_Page_:
It is tourist friendly. In Hanoi, the tourist patch is the Old Quarter. In Saigon, it is district 1 and the strip along Pham Ngu Lao. In these areas, many of the local folk can speak English reasonably well. This makes information about tourist services, onward journeys and local places of interest easy to obtain. Nha Trang also has it’s traveler’s zone, where boat trips can be booked, motorbikes can be rented, flights and onward bus and train journeys arranged and all manner of western and international cuisine ordered and enjoyed. Located along and parallel to a few blocks of beachfront, the place to stay in Nha Trang is in the small district known as Biet Thu. Mini-hotels and guesthouses abound in this area and the beach is never more than a five minute walk away. More up-market accommodation in high rise hotels is available further up the beach road if you don’t mind a long walk or a taxi ride at the end of the night.
A night spent in one or more of Nha Trang’s great bars! The jewels in the crown of the bar scene here are the Nha Trang Sailing Club and the Louisiane Brew house, two long established watering holes right on the beach. The former is a stunning complex of restaurants, bar and nightclub, where drinks after a hard day on the beach can be followed by a meal and some jiving on the dance floor. For many, it is the last stop of the night. The latter is a beer lover’s paradise, open all day but not so late into the night. Four different beers are brewed on the premises and can be enjoyed on the brew house’s waterfront beach lounges or by the pool. Away from the beach, Crazy Kim’s, Guava, Shorty’s and the Why Not Bar all have their own unique atmospheres.

_Raw data_:
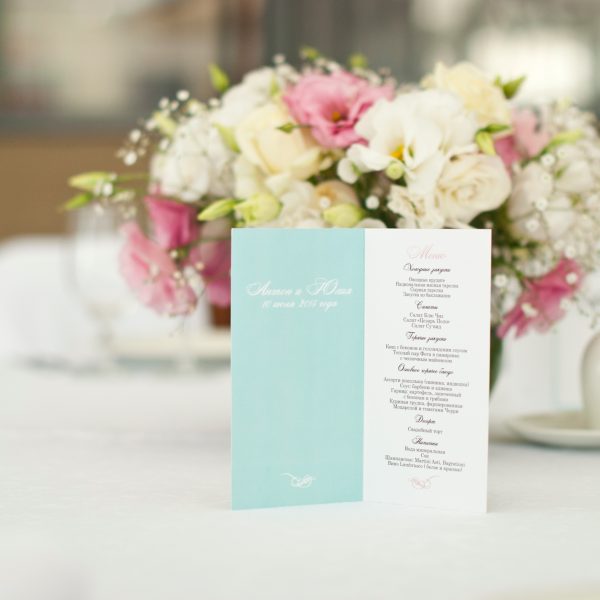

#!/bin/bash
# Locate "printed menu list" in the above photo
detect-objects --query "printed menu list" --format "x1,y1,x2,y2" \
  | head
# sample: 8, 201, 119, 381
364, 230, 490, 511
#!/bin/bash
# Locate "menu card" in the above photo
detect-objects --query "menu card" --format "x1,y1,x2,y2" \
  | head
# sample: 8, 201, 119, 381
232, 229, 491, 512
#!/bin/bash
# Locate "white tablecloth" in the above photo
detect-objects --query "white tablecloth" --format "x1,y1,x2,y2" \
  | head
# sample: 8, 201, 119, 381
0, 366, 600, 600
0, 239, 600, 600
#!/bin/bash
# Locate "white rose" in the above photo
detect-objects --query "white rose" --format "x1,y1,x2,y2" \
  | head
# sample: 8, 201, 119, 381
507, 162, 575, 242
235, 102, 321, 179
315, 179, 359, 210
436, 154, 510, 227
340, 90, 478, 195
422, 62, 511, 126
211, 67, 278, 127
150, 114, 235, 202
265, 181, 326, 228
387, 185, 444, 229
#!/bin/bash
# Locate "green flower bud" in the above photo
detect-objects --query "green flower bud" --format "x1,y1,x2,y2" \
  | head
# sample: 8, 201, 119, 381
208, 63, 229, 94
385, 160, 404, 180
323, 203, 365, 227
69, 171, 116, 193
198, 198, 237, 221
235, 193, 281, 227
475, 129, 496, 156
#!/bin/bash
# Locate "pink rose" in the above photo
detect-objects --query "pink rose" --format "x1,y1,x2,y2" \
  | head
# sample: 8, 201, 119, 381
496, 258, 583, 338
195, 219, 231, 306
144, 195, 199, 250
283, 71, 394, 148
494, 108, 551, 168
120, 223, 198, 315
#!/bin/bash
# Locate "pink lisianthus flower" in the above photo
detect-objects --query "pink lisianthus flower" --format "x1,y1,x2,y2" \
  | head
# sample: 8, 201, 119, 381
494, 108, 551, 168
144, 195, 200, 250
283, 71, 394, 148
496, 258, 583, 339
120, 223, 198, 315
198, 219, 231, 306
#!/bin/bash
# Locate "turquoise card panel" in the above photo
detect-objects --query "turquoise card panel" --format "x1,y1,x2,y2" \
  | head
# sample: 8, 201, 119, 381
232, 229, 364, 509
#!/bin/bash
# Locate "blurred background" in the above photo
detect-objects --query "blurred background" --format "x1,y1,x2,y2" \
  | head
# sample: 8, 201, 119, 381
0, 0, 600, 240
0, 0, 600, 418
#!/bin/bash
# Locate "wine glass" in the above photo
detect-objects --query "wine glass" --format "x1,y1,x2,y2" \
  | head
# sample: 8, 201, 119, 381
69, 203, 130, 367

* * *

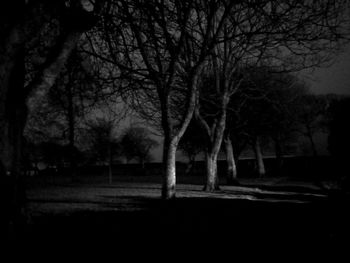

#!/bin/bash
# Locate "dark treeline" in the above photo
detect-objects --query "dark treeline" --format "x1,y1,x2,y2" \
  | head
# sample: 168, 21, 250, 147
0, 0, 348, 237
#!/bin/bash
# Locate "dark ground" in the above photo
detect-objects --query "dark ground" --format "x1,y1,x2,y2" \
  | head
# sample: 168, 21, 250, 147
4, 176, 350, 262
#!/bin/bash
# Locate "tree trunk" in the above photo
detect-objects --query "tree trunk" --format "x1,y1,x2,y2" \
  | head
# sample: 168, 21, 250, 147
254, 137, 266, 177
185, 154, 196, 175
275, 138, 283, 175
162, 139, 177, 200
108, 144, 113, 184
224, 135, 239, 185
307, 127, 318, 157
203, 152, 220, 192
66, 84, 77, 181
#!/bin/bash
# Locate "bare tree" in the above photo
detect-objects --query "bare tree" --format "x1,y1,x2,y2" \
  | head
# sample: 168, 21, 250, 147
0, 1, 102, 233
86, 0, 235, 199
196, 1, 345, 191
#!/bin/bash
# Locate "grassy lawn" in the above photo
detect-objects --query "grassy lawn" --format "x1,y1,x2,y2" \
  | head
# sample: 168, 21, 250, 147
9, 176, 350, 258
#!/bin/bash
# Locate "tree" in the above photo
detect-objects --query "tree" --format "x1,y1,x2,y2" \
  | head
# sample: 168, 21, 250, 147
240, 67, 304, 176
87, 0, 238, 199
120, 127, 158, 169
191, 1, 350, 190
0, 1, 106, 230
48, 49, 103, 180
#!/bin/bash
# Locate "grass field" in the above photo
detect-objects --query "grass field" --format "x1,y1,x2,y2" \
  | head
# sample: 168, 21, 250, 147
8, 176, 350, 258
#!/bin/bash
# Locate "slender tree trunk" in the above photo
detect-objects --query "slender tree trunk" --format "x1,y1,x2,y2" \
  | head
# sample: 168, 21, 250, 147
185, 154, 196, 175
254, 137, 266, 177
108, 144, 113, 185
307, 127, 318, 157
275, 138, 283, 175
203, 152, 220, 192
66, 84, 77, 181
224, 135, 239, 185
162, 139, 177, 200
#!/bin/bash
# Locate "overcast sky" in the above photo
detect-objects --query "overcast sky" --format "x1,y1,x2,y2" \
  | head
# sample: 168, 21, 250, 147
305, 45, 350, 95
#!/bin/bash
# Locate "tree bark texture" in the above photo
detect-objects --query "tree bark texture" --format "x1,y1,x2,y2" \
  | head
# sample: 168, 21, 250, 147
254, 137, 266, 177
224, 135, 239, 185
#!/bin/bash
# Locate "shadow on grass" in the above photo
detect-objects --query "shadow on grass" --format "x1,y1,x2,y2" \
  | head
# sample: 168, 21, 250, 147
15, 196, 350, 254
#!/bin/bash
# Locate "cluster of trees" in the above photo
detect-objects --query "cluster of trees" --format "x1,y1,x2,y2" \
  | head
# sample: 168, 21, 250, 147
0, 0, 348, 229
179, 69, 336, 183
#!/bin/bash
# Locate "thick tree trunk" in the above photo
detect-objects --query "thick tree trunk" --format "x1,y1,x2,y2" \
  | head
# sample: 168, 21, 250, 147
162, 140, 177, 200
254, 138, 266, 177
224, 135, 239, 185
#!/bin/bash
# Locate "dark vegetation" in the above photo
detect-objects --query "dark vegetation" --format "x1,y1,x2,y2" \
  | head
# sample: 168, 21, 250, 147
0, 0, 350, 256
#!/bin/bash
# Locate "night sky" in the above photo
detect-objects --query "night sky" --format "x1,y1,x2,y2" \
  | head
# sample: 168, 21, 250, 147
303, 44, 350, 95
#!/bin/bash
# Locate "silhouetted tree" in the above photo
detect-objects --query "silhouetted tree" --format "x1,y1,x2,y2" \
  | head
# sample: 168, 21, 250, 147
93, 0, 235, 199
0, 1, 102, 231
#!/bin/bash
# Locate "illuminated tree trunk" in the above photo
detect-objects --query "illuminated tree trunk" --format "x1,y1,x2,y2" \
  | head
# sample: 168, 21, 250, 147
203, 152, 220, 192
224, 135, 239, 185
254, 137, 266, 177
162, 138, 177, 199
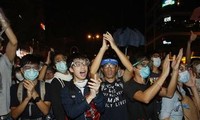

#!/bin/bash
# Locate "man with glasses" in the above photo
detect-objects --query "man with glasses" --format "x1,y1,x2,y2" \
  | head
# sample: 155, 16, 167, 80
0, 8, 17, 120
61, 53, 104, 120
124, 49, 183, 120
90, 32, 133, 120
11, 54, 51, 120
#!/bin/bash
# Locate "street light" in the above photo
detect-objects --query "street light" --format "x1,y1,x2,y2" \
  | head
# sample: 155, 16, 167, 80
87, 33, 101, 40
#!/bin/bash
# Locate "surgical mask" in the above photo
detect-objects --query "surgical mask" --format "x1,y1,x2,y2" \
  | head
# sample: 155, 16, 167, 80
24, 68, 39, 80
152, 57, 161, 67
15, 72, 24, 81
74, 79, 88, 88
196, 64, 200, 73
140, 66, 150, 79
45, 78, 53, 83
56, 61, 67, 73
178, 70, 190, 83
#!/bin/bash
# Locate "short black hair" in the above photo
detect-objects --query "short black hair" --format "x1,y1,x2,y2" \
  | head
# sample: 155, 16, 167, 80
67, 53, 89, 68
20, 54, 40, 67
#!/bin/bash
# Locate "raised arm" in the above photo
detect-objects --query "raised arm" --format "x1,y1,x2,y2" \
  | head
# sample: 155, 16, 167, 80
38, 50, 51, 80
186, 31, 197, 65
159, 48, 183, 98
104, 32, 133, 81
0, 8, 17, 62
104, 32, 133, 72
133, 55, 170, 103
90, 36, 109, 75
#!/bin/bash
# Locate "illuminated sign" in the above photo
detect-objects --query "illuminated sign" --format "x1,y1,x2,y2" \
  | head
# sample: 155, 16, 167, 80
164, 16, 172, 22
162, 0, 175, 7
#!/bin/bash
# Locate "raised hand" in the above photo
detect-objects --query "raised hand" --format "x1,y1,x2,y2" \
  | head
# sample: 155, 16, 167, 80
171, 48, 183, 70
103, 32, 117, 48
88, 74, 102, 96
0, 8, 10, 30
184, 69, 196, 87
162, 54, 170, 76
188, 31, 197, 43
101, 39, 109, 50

* * *

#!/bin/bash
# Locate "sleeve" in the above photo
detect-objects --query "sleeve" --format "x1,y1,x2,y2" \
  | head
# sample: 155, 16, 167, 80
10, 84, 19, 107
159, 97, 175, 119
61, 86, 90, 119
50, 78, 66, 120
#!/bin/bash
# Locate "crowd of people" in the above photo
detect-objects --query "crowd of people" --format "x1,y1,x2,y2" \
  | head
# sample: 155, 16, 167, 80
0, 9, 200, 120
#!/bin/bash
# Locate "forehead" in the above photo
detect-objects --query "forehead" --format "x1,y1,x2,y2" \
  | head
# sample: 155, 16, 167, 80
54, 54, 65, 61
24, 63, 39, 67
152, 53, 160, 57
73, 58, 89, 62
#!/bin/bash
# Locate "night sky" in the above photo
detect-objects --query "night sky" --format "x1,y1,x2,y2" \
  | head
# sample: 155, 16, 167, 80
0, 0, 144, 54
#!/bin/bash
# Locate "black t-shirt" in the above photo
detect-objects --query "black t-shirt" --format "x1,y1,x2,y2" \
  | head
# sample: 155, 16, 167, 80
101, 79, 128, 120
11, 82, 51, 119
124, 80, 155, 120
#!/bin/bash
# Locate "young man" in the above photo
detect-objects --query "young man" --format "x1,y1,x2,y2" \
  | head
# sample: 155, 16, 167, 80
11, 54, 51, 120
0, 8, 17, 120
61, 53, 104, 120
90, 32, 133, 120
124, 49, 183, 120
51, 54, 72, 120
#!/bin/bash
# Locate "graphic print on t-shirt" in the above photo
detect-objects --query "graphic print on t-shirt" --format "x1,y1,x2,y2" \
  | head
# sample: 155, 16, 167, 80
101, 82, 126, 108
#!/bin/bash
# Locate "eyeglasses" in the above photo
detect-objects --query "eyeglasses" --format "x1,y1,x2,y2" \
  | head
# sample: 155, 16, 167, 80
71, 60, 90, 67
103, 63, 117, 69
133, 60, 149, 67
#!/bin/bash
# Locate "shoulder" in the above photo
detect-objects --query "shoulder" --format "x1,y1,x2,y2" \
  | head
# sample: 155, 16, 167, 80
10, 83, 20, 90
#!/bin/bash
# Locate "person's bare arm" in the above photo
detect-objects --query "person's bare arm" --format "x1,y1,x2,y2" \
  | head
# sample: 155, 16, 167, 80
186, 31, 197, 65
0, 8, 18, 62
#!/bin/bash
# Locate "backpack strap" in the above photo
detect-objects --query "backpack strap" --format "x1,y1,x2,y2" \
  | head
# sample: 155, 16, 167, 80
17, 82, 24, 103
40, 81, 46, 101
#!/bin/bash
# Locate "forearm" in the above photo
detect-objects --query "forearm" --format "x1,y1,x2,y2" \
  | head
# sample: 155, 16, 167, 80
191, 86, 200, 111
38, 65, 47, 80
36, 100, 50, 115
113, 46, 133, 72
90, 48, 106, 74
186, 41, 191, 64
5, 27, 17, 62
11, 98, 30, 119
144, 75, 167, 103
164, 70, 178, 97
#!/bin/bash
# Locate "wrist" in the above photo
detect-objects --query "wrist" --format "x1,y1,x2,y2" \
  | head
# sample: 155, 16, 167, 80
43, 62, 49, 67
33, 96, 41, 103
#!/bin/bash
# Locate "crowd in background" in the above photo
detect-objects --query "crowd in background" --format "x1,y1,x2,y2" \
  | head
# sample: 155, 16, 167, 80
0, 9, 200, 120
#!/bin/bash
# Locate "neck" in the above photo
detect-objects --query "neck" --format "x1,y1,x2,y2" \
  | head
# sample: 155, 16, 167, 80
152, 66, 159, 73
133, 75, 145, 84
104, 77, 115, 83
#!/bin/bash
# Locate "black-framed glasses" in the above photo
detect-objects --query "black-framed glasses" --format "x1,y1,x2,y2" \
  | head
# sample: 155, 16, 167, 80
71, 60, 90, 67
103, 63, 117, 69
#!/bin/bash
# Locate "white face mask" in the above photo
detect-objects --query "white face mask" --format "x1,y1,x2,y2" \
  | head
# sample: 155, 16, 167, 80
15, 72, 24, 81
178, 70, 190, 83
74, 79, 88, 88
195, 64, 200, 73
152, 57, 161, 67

_Set exercise A_:
Answer from the Nha Trang travel text:
(i) In which small district does the text say to stay in Nha Trang?
(ii) How many different beers are brewed at the Louisiane Brew house?
(iii) What does the text name as the tourist patch in Saigon?
_Set exercise B_:
Pick up the Nha Trang travel text after its final sentence and keep writing it.

_Written answer A_:
(i) Biet Thu
(ii) Four
(iii) District 1 and the strip along Pham Ngu Lao

_Written answer B_:
Eating options in Nha Trang are various. Indian, Italian, Japanese and other international cuisines are pretty well represented here. But, by the seaside, the choice is obvious. Prawns, squid, lobster and fish are on display outside restaurants throughout the tourist area. Customers can select exactly the creature they want to dine on and watch it flipped onto the barbeque. However, better seafood experiences can be had where the locals eat. One such place is Bien Tien Hai San, a restaurant about three kilometers along the main beach road north of town. In fact, there are many seafood eateries out this way which are worth a visit. Other local specialties, available away from the tourist strip in the streets around the main market, include fried rice-flour pancakes (banh xeo), fish noodle soup (bun ca) and fresh roll-your-own spring rolls (nem nuong). Going hungry in Nha Trang is not even remotely possible.
Apart from the above-mentioned sedentary activities of sunbathing, drinking and eating, Nha Trang does have a few more active pursuits on offer. Diving is big here, with a few operators competing for underwater business. All day boat trips to the surrounding islands, with frequent stops for swimming and snorkeling are also popular with the young backpacker crowd. The Cham Towers across the river are also worth a visit if history and architecture are of any interest.
Despite all of the possibilities, whenever I go back to Nha Trang I find myself gravitating toward the beach by day, the street food and seafood at meal times and the bars by night.